#### [Recorded information]
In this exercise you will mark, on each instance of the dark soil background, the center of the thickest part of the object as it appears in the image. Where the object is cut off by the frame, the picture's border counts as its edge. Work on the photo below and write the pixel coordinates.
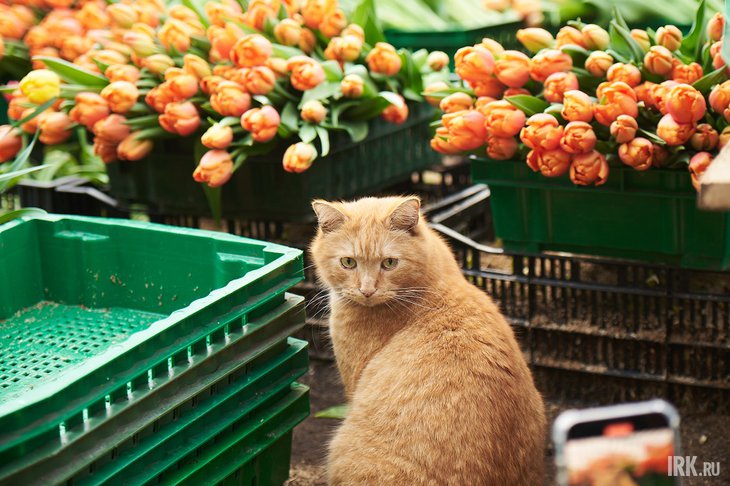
(704, 435)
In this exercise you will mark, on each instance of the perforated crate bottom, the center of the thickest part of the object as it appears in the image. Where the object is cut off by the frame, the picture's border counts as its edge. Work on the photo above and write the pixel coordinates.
(42, 342)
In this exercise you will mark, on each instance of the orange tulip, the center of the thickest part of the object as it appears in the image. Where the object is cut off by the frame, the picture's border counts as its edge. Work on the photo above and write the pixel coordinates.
(384, 59)
(180, 118)
(217, 137)
(10, 142)
(396, 113)
(542, 132)
(352, 86)
(299, 157)
(88, 109)
(215, 168)
(306, 73)
(263, 123)
(598, 63)
(589, 169)
(512, 69)
(623, 128)
(548, 62)
(705, 138)
(686, 73)
(637, 153)
(535, 39)
(112, 129)
(578, 138)
(456, 102)
(557, 84)
(466, 129)
(501, 148)
(313, 111)
(685, 104)
(550, 163)
(698, 164)
(229, 99)
(616, 99)
(577, 106)
(503, 119)
(672, 132)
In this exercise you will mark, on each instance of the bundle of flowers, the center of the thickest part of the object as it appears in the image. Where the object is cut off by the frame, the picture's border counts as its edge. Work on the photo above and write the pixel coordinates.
(240, 81)
(591, 98)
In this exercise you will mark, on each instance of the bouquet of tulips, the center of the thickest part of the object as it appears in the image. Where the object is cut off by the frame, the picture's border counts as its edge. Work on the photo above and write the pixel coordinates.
(590, 98)
(242, 81)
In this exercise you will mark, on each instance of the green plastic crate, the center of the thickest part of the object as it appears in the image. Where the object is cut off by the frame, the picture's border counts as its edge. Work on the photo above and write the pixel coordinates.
(450, 41)
(650, 216)
(262, 189)
(108, 306)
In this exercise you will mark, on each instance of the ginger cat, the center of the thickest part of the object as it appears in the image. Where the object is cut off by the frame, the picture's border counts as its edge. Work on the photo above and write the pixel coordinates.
(438, 390)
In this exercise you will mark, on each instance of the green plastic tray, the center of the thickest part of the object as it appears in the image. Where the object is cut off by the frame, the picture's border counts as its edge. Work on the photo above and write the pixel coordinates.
(261, 189)
(168, 293)
(649, 216)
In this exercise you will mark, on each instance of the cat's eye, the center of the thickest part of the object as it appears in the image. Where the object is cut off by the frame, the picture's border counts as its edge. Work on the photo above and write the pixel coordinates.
(389, 263)
(348, 263)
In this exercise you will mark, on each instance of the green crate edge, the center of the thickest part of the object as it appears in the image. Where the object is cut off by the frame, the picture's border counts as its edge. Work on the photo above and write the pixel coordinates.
(526, 218)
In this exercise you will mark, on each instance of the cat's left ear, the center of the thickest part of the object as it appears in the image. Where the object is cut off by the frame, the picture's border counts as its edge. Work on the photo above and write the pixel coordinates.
(405, 216)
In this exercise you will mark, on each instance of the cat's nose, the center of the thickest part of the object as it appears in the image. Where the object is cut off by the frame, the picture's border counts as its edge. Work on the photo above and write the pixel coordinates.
(368, 292)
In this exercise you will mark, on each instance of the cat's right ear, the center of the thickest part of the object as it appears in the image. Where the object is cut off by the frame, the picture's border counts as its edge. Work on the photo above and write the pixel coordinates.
(329, 217)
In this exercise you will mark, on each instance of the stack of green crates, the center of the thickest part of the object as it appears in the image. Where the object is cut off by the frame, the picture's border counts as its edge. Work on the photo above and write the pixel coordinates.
(136, 353)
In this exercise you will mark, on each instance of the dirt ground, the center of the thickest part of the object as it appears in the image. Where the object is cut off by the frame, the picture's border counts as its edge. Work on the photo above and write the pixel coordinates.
(704, 435)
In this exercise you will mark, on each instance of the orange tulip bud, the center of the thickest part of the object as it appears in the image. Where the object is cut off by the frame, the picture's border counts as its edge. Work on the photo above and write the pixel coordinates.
(578, 138)
(715, 27)
(229, 99)
(535, 39)
(299, 157)
(352, 86)
(512, 69)
(557, 84)
(598, 63)
(501, 148)
(466, 129)
(384, 59)
(456, 102)
(215, 168)
(548, 62)
(217, 137)
(503, 119)
(10, 142)
(670, 37)
(474, 63)
(263, 123)
(313, 111)
(624, 128)
(577, 106)
(89, 109)
(550, 163)
(306, 73)
(568, 35)
(698, 165)
(637, 153)
(396, 113)
(685, 104)
(673, 132)
(596, 38)
(616, 99)
(705, 138)
(542, 132)
(437, 60)
(112, 129)
(180, 118)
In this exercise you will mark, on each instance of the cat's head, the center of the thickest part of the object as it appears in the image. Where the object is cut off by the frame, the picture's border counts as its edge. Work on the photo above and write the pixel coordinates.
(369, 251)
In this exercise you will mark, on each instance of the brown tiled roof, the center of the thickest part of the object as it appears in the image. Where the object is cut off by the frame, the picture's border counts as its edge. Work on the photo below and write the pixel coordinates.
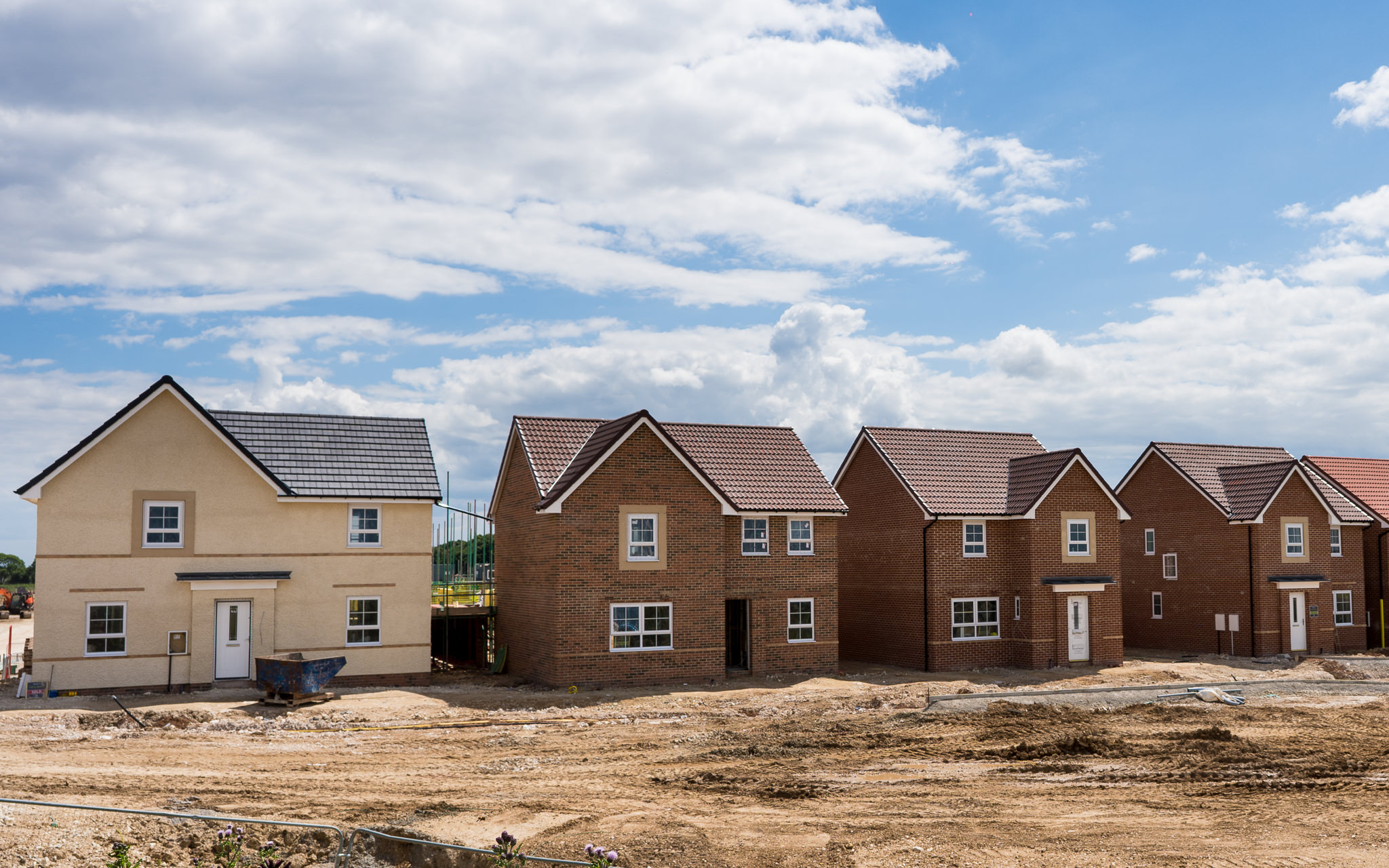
(955, 473)
(551, 443)
(1236, 477)
(1030, 477)
(754, 467)
(1202, 463)
(758, 467)
(1251, 486)
(1367, 479)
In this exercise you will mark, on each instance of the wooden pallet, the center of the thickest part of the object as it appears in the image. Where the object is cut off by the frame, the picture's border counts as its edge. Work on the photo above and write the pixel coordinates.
(294, 701)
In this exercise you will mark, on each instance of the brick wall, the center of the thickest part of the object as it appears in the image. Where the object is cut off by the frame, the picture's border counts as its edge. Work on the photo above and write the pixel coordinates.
(1213, 570)
(880, 566)
(881, 578)
(557, 576)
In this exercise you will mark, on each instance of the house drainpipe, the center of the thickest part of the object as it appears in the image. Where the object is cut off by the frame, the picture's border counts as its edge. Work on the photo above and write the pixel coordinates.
(1380, 553)
(925, 599)
(1252, 623)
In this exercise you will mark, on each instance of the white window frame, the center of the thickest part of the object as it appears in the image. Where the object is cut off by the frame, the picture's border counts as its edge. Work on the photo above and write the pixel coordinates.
(654, 542)
(90, 635)
(974, 624)
(1070, 524)
(378, 531)
(1335, 609)
(146, 531)
(1300, 543)
(363, 627)
(764, 542)
(792, 625)
(642, 632)
(966, 543)
(810, 521)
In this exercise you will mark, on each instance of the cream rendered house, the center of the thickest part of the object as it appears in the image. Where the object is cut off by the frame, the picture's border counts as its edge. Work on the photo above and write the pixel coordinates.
(250, 532)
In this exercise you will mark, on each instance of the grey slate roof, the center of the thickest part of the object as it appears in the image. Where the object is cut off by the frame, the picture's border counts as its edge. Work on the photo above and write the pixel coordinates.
(339, 456)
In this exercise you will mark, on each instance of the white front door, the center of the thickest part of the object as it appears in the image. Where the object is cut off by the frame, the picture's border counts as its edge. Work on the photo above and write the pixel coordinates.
(234, 639)
(1297, 614)
(1078, 625)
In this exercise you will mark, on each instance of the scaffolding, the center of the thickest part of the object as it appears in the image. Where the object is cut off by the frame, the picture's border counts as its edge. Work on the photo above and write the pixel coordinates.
(463, 597)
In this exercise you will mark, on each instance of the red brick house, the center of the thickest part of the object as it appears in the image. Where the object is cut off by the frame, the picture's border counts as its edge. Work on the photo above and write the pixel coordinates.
(641, 552)
(1366, 484)
(969, 549)
(1239, 547)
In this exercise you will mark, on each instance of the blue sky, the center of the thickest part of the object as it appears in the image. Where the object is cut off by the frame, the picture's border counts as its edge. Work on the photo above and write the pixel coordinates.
(1101, 222)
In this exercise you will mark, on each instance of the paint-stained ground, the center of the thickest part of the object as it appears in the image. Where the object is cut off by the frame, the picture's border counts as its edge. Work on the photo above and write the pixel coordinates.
(828, 771)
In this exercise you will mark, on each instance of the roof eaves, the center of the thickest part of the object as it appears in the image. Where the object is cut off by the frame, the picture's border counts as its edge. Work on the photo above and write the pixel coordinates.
(167, 381)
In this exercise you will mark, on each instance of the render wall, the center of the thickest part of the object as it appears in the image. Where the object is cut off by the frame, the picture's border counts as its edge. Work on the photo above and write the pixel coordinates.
(88, 552)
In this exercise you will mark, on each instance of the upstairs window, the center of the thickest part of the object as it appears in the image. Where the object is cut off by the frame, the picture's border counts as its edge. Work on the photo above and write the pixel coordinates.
(106, 629)
(800, 620)
(975, 618)
(637, 627)
(1345, 617)
(755, 536)
(363, 620)
(1295, 546)
(974, 545)
(364, 527)
(163, 524)
(1077, 536)
(641, 538)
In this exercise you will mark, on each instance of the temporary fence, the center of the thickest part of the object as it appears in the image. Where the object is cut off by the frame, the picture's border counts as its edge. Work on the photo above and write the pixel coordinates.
(346, 841)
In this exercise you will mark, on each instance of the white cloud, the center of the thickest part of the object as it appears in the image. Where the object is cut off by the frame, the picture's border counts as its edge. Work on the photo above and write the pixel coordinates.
(732, 152)
(1369, 100)
(1143, 252)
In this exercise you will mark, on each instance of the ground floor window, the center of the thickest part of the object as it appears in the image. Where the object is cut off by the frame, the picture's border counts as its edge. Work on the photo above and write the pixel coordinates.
(106, 629)
(363, 620)
(640, 625)
(1344, 613)
(800, 620)
(975, 618)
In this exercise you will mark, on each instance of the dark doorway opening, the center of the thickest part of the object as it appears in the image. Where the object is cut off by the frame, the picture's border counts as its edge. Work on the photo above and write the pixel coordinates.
(735, 633)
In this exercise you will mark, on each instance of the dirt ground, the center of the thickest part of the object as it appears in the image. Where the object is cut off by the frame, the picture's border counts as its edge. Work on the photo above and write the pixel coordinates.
(827, 771)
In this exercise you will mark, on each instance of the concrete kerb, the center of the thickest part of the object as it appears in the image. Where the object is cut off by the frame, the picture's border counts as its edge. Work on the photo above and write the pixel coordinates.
(1143, 689)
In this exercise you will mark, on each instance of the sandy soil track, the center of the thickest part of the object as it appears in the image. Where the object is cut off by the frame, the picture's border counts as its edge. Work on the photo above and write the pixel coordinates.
(813, 772)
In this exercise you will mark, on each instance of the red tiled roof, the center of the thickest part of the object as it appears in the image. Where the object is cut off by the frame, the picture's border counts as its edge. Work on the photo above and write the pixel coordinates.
(955, 473)
(1367, 479)
(755, 467)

#### [Task requirements]
Could you update the part of the material that opens with the line containing "of the brown" and closes with the line containing "(1252, 623)" by changing every "thickest" to "widest" and leaving everything else unchanged? Return only those lines, without the pictures.

#### [Answer to the task]
In this exercise you will mark, on each instance of the brown tiled roof, the center of the widest part of the object as it appears in the image. Where the object is cut off by the frame, the picture's border counts as its edge. Work on the photo below and write the pixel coordinates.
(955, 473)
(551, 443)
(1236, 477)
(1030, 477)
(754, 467)
(1202, 463)
(758, 467)
(1251, 486)
(1367, 479)
In this exercise you will mark, on each instance of the wooden pallet, the center of the widest part of the object as it appears in the image. Where the object is cut off by the frame, the picture's border counts as its edge. Work on the photo above and write the pixel coordinates.
(294, 701)
In this exercise you will mark, on each instance of the brick wall, the center of the widest part of the object as it appears in the image. Where the object is cut off by the frame, the picture's border counts as its edge. Work on the photo above and write the pixel coordinates.
(1213, 570)
(880, 566)
(881, 578)
(557, 576)
In this exercise you will mark, on each instance of the house drainpipe, the center of the widest part of the object as it appears in the image. Where the object is cut off by the frame, the picture's border counts as its edge. Work on the photo above and write the pixel coordinates.
(1380, 553)
(925, 599)
(1252, 623)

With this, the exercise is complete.